Given exercise
Edit the data from its first line through the line containing "M 222 97 L 224": replace "facade" with "front", keep everything else the same, and return only those lines.

Material for this exercise
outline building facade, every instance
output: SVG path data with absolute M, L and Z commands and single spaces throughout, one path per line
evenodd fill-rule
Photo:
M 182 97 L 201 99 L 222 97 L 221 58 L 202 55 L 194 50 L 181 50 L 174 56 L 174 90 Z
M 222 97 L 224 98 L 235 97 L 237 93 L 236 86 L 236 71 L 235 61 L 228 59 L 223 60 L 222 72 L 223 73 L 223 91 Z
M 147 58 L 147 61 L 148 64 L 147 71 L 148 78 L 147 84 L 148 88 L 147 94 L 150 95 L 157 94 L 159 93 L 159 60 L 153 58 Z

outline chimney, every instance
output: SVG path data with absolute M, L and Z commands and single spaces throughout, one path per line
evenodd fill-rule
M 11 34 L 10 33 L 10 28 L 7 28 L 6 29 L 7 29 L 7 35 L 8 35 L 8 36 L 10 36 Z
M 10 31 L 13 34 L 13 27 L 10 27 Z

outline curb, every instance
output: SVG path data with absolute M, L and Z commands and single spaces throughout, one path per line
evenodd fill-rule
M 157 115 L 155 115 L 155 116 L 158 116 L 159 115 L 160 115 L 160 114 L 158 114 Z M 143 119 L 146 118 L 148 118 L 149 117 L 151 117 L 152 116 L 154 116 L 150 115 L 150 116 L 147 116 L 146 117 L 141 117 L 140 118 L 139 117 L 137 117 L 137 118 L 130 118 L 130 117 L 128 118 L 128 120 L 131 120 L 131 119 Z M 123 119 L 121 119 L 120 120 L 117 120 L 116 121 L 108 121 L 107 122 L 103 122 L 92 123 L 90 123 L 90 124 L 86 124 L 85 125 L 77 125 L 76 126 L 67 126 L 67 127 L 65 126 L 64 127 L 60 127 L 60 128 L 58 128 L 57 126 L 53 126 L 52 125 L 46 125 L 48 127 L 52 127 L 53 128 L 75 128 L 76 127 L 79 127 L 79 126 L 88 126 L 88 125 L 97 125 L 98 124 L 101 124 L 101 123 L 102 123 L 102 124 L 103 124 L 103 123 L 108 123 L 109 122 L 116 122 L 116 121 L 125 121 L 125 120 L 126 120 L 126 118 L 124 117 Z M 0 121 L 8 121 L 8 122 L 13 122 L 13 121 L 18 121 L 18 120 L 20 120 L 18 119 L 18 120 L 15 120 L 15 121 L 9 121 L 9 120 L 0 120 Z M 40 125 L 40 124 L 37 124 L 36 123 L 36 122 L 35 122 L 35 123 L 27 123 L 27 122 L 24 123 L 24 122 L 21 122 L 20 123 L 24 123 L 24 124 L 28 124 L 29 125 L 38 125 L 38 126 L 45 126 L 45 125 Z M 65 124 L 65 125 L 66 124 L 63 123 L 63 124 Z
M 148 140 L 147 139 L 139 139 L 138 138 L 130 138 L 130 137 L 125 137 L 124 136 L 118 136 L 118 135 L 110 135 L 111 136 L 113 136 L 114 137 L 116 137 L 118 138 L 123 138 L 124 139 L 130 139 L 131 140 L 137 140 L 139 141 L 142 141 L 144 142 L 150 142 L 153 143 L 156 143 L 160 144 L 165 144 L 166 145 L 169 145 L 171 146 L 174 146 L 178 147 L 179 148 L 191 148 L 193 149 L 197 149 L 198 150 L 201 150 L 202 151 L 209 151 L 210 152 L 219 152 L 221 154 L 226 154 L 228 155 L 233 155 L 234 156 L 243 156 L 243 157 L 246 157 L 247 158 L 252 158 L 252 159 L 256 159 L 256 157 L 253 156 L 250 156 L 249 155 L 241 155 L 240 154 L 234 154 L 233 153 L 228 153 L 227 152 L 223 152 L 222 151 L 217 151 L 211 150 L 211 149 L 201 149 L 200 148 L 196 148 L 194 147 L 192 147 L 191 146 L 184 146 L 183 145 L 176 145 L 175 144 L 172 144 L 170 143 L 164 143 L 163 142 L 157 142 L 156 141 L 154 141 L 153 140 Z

Task response
outline building front, every instance
output: SVG path data with absolute M, L and Z commands and single spaces throughout, one path per line
evenodd fill-rule
Photo:
M 182 97 L 201 99 L 222 97 L 221 58 L 202 55 L 194 50 L 181 50 L 174 56 L 174 90 Z
M 222 97 L 224 98 L 235 97 L 237 93 L 236 86 L 236 71 L 235 61 L 228 59 L 223 60 L 222 72 L 223 73 L 223 91 Z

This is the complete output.